### Consegna
Riscrivi il passo del testo fornito che va da "La parola chiave" fino a "termine, è inaccettabile.", mettendo "differenza" al posto di "diversità".

-------- Testo fornito --------

La definizione moderna è ormai ampiamente superata, se non altro per i danni che ha provocato in tempi recenti (vedasi il nazismo e l’Olocausto); la definizione classica è quella corretta, anche se, come vedremo, porterà a concludere che
siamo tutti razzisti.
La parola chiave è “discriminazione”. Non importa la diversità (tutti siamo diversi), il razzismo scatta quando c’è discriminazione, atto che può fare danni lievi o gravissimi, ma comunque, già nel termine, è inaccettabile.

-------- Informazioni estratte --------

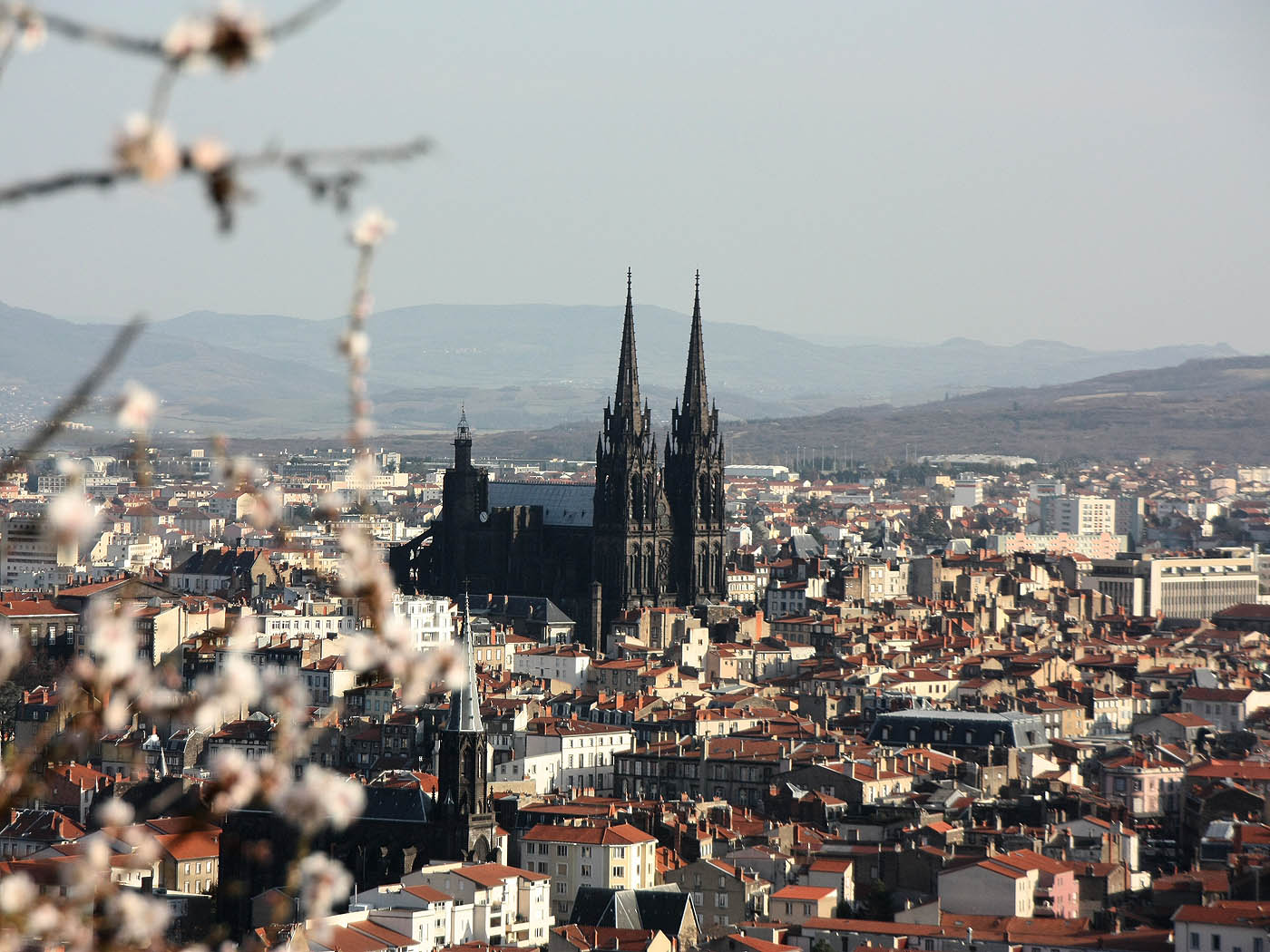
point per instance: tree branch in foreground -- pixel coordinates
(221, 180)
(146, 46)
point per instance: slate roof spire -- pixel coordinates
(465, 701)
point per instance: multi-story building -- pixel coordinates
(968, 492)
(46, 631)
(737, 770)
(567, 754)
(612, 857)
(1181, 588)
(1223, 927)
(796, 904)
(1077, 516)
(31, 555)
(723, 894)
(1227, 708)
(561, 663)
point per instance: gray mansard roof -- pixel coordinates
(562, 503)
(961, 729)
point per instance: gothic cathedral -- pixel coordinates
(658, 530)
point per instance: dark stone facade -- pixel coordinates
(654, 536)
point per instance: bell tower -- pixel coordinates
(463, 782)
(631, 551)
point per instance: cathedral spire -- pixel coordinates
(696, 403)
(626, 405)
(465, 701)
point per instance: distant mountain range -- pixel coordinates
(514, 365)
(1216, 409)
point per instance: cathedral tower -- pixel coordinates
(694, 479)
(631, 551)
(463, 784)
(464, 499)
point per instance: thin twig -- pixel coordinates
(78, 399)
(8, 42)
(145, 46)
(102, 35)
(161, 92)
(300, 19)
(105, 178)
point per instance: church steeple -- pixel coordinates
(626, 400)
(469, 831)
(694, 478)
(465, 701)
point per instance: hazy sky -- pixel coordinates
(1089, 171)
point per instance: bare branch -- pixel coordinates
(102, 35)
(296, 161)
(78, 399)
(145, 46)
(8, 44)
(300, 19)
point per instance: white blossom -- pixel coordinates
(323, 882)
(72, 517)
(137, 408)
(113, 643)
(209, 154)
(113, 811)
(356, 345)
(239, 37)
(188, 40)
(371, 228)
(10, 650)
(146, 149)
(238, 781)
(320, 799)
(139, 919)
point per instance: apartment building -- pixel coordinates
(1183, 588)
(459, 903)
(565, 754)
(1077, 516)
(612, 857)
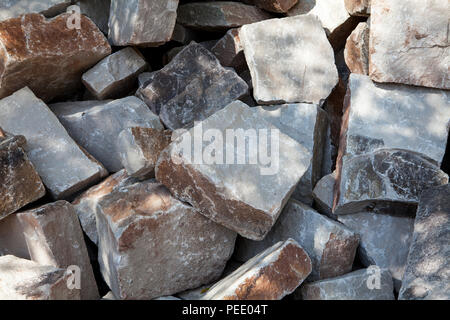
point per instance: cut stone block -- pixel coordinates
(385, 240)
(142, 22)
(271, 275)
(64, 167)
(46, 55)
(86, 204)
(235, 187)
(394, 116)
(219, 15)
(330, 245)
(115, 76)
(414, 49)
(352, 286)
(297, 42)
(20, 184)
(427, 275)
(54, 237)
(389, 180)
(153, 245)
(22, 279)
(97, 128)
(192, 87)
(139, 149)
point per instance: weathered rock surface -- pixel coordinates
(141, 22)
(352, 286)
(218, 15)
(20, 184)
(115, 76)
(22, 279)
(427, 275)
(413, 48)
(86, 204)
(63, 166)
(385, 240)
(153, 245)
(139, 149)
(384, 180)
(232, 187)
(96, 128)
(271, 275)
(330, 245)
(290, 60)
(14, 8)
(46, 55)
(192, 87)
(54, 238)
(357, 49)
(395, 116)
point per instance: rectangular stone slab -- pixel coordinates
(63, 166)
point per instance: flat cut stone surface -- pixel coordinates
(290, 60)
(46, 55)
(63, 166)
(245, 196)
(153, 245)
(414, 49)
(271, 275)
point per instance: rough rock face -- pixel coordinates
(14, 8)
(427, 275)
(352, 286)
(297, 42)
(389, 179)
(219, 15)
(357, 49)
(192, 87)
(395, 116)
(412, 49)
(232, 187)
(115, 76)
(96, 128)
(271, 275)
(330, 245)
(22, 279)
(141, 22)
(139, 149)
(46, 55)
(385, 240)
(54, 237)
(20, 184)
(63, 166)
(153, 245)
(86, 204)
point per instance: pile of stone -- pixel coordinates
(218, 150)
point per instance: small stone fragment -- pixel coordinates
(330, 245)
(46, 55)
(153, 245)
(22, 279)
(115, 76)
(63, 166)
(427, 275)
(213, 183)
(271, 275)
(219, 15)
(54, 237)
(20, 184)
(352, 286)
(96, 128)
(192, 87)
(144, 23)
(139, 149)
(297, 42)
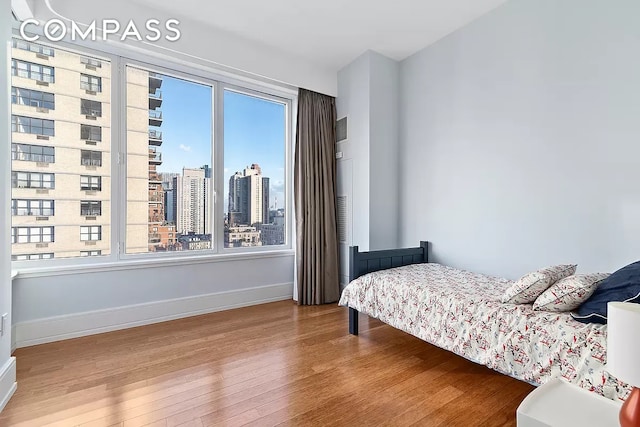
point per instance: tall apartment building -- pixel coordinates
(192, 201)
(248, 197)
(61, 153)
(146, 217)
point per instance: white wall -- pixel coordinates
(368, 171)
(383, 169)
(7, 363)
(520, 139)
(203, 44)
(70, 303)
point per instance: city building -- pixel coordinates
(192, 201)
(60, 151)
(242, 236)
(248, 197)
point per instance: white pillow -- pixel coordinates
(526, 289)
(567, 294)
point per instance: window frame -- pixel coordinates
(30, 156)
(15, 207)
(89, 85)
(93, 233)
(90, 207)
(16, 125)
(40, 103)
(198, 71)
(94, 132)
(94, 158)
(29, 69)
(90, 110)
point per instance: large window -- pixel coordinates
(32, 98)
(21, 207)
(254, 156)
(185, 161)
(32, 234)
(33, 153)
(29, 70)
(23, 124)
(170, 193)
(32, 180)
(90, 83)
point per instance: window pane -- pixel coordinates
(169, 140)
(56, 189)
(254, 165)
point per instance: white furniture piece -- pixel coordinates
(561, 404)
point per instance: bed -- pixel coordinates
(461, 311)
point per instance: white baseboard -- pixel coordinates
(8, 383)
(75, 325)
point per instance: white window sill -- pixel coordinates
(61, 270)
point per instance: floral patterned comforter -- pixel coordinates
(461, 312)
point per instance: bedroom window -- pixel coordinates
(254, 156)
(169, 180)
(193, 163)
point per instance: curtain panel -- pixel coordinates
(317, 255)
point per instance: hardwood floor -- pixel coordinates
(259, 366)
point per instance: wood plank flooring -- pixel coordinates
(272, 364)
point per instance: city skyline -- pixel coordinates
(252, 126)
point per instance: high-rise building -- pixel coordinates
(248, 197)
(193, 203)
(61, 154)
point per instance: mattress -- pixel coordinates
(461, 311)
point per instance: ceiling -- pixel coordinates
(333, 32)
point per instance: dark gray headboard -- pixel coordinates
(365, 262)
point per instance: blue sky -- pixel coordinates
(254, 132)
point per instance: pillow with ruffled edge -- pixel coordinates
(526, 289)
(623, 285)
(567, 294)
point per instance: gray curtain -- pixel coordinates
(315, 199)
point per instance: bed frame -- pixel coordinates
(361, 263)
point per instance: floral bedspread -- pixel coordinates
(461, 312)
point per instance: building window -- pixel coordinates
(255, 211)
(91, 108)
(92, 62)
(32, 47)
(90, 233)
(29, 70)
(31, 257)
(31, 234)
(90, 253)
(91, 133)
(33, 153)
(90, 158)
(32, 180)
(21, 207)
(90, 83)
(23, 124)
(32, 98)
(90, 208)
(90, 183)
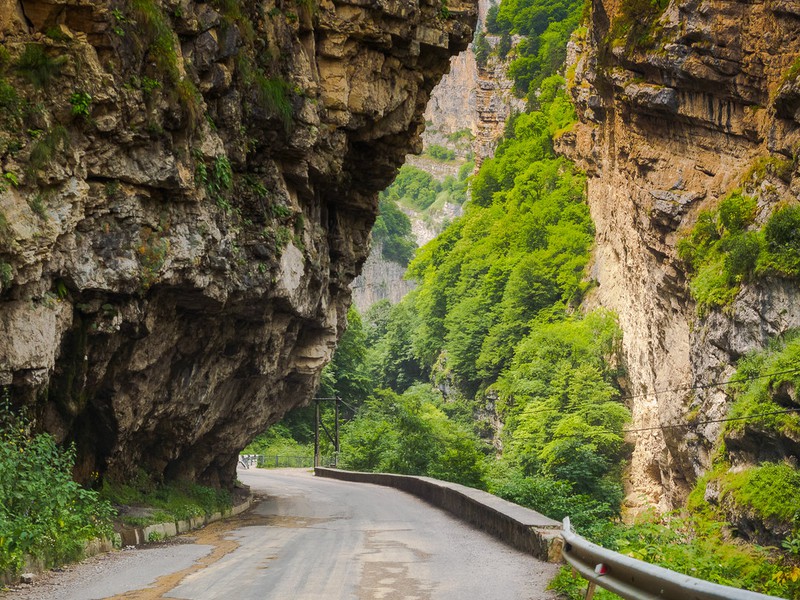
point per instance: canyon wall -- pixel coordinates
(187, 193)
(676, 109)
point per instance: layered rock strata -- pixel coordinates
(188, 192)
(675, 110)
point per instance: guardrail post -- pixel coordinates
(590, 591)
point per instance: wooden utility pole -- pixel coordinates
(336, 435)
(316, 434)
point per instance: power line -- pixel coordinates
(748, 418)
(703, 386)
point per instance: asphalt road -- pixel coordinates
(314, 539)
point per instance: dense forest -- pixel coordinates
(492, 373)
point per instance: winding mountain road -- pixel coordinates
(314, 539)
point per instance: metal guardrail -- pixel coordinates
(638, 580)
(248, 461)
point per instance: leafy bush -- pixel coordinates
(37, 67)
(411, 434)
(43, 512)
(782, 238)
(698, 547)
(278, 441)
(392, 230)
(635, 25)
(173, 501)
(725, 249)
(440, 152)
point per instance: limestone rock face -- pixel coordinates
(187, 195)
(667, 129)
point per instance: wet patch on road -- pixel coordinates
(389, 577)
(218, 536)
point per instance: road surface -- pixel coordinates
(313, 539)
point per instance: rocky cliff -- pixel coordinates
(188, 189)
(680, 103)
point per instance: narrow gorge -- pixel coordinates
(682, 106)
(188, 189)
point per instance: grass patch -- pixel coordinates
(37, 67)
(43, 512)
(725, 249)
(171, 501)
(150, 21)
(696, 546)
(273, 94)
(771, 490)
(46, 147)
(758, 392)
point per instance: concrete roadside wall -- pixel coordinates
(520, 527)
(128, 536)
(134, 536)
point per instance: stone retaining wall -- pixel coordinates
(515, 525)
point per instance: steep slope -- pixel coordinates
(681, 103)
(188, 192)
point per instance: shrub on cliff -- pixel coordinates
(43, 512)
(409, 433)
(725, 249)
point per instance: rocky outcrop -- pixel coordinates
(495, 103)
(188, 189)
(674, 114)
(380, 279)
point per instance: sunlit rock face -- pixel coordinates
(670, 122)
(192, 190)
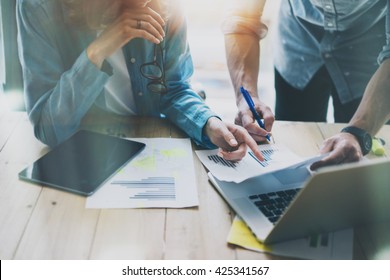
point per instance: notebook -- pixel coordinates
(82, 163)
(293, 202)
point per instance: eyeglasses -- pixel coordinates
(155, 73)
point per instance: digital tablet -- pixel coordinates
(82, 163)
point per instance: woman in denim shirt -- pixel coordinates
(79, 53)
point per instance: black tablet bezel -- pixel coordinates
(82, 163)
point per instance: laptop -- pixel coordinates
(294, 202)
(82, 163)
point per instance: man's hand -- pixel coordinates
(231, 139)
(343, 148)
(246, 119)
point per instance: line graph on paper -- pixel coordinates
(151, 188)
(275, 157)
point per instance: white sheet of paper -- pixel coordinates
(276, 157)
(162, 175)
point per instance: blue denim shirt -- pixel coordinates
(349, 37)
(61, 84)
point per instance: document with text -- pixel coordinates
(275, 157)
(161, 176)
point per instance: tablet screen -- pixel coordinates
(82, 163)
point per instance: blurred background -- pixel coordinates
(207, 46)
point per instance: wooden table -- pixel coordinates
(42, 223)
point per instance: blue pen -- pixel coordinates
(251, 105)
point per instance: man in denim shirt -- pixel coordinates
(323, 48)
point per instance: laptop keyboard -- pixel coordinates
(273, 204)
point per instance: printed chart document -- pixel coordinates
(336, 245)
(275, 157)
(162, 175)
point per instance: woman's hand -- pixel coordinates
(129, 24)
(231, 139)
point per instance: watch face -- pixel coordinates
(367, 143)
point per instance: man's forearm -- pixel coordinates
(374, 109)
(242, 53)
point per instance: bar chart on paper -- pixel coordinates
(162, 175)
(275, 157)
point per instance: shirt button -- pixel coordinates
(327, 55)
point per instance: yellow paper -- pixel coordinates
(241, 235)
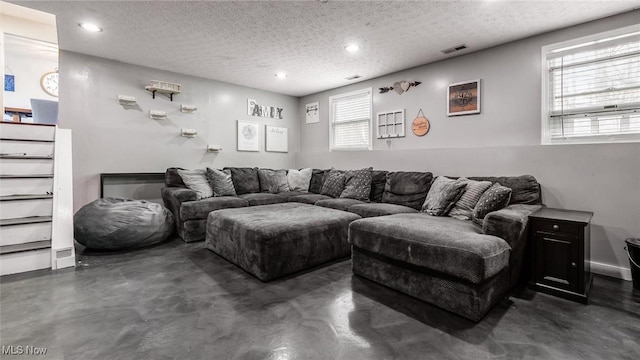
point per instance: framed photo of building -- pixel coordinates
(463, 98)
(248, 136)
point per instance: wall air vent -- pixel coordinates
(454, 49)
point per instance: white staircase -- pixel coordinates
(29, 199)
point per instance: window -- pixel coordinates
(591, 89)
(350, 121)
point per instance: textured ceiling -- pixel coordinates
(246, 43)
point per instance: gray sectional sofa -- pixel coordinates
(457, 265)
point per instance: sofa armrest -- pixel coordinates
(511, 224)
(173, 197)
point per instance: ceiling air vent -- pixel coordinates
(454, 49)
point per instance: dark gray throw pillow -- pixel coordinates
(221, 183)
(495, 198)
(443, 195)
(333, 183)
(357, 184)
(273, 181)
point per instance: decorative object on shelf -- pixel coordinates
(49, 82)
(276, 139)
(400, 87)
(157, 114)
(163, 87)
(214, 148)
(391, 124)
(253, 109)
(126, 100)
(9, 83)
(463, 98)
(189, 109)
(313, 113)
(420, 125)
(188, 132)
(248, 136)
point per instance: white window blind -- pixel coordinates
(593, 89)
(350, 120)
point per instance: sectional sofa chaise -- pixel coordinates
(463, 266)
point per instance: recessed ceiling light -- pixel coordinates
(352, 48)
(90, 27)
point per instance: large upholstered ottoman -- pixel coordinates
(271, 241)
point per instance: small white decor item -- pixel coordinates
(157, 114)
(390, 124)
(126, 100)
(189, 132)
(313, 113)
(164, 87)
(214, 148)
(276, 139)
(189, 109)
(248, 136)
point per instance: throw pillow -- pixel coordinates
(299, 180)
(333, 183)
(494, 199)
(357, 184)
(443, 195)
(463, 209)
(196, 180)
(221, 183)
(273, 181)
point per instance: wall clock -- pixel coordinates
(49, 83)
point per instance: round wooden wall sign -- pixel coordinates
(420, 126)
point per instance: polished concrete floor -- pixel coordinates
(180, 301)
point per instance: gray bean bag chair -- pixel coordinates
(117, 223)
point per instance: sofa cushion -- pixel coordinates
(197, 181)
(198, 210)
(308, 198)
(315, 185)
(526, 189)
(494, 199)
(338, 204)
(379, 209)
(221, 183)
(463, 209)
(273, 181)
(378, 179)
(443, 244)
(263, 199)
(443, 194)
(172, 178)
(299, 180)
(407, 188)
(245, 180)
(357, 184)
(333, 183)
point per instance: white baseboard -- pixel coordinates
(611, 270)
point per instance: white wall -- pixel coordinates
(108, 137)
(503, 140)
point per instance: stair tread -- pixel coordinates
(25, 197)
(28, 157)
(26, 176)
(34, 245)
(25, 220)
(31, 140)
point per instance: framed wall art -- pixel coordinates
(313, 113)
(463, 98)
(276, 139)
(248, 136)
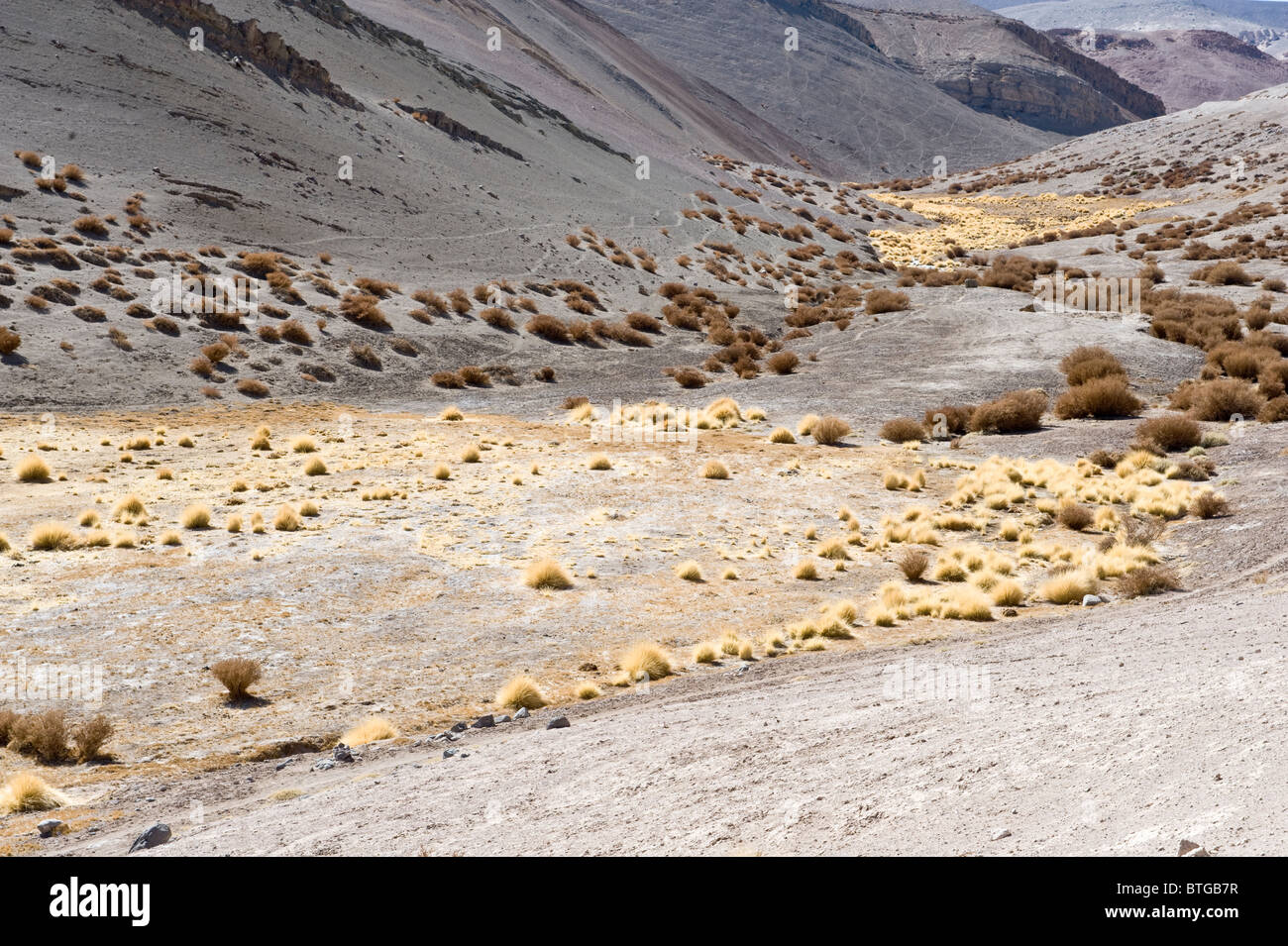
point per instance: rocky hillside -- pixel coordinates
(1183, 67)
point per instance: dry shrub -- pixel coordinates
(90, 226)
(643, 322)
(1076, 516)
(29, 791)
(1149, 579)
(1170, 433)
(784, 362)
(715, 470)
(372, 730)
(1102, 396)
(286, 519)
(546, 573)
(913, 564)
(902, 429)
(828, 430)
(476, 376)
(1210, 506)
(1012, 413)
(362, 309)
(252, 387)
(196, 516)
(9, 341)
(1090, 362)
(954, 418)
(690, 377)
(1222, 398)
(365, 357)
(33, 470)
(52, 537)
(89, 736)
(550, 328)
(43, 735)
(497, 318)
(645, 662)
(522, 692)
(237, 675)
(1225, 273)
(885, 300)
(294, 332)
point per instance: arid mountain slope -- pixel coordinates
(1183, 67)
(1262, 24)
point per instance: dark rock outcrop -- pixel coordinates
(244, 39)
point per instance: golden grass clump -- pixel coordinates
(52, 537)
(688, 571)
(828, 431)
(33, 470)
(286, 519)
(237, 675)
(645, 662)
(715, 470)
(1006, 592)
(1068, 587)
(522, 692)
(29, 791)
(546, 573)
(196, 516)
(370, 730)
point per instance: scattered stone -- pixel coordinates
(156, 835)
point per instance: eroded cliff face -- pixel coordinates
(1047, 100)
(1004, 67)
(244, 39)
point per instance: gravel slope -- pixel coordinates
(1100, 731)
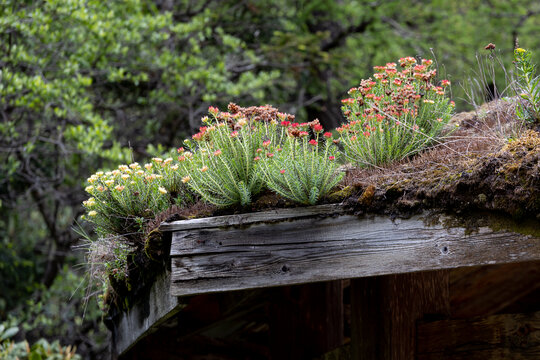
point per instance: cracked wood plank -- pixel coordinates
(312, 249)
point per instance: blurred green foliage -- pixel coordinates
(85, 85)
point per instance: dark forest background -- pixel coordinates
(86, 85)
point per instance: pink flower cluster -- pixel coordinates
(391, 97)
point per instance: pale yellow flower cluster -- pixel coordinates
(149, 181)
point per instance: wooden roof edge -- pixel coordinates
(252, 218)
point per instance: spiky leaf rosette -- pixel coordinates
(221, 162)
(394, 115)
(300, 169)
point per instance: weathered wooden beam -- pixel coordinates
(250, 218)
(386, 309)
(497, 337)
(145, 316)
(311, 249)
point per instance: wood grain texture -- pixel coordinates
(316, 249)
(497, 337)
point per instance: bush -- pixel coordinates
(301, 169)
(123, 200)
(42, 349)
(221, 158)
(395, 115)
(528, 86)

--------

### Risposta corretta
La parola chiave è “discriminazione”. Non importa la differenza (tutti siamo diversi), il razzismo scatta quando c’è discriminazione, atto che può fare danni lievi o gravissimi, ma comunque, già nel termine, è inaccettabile.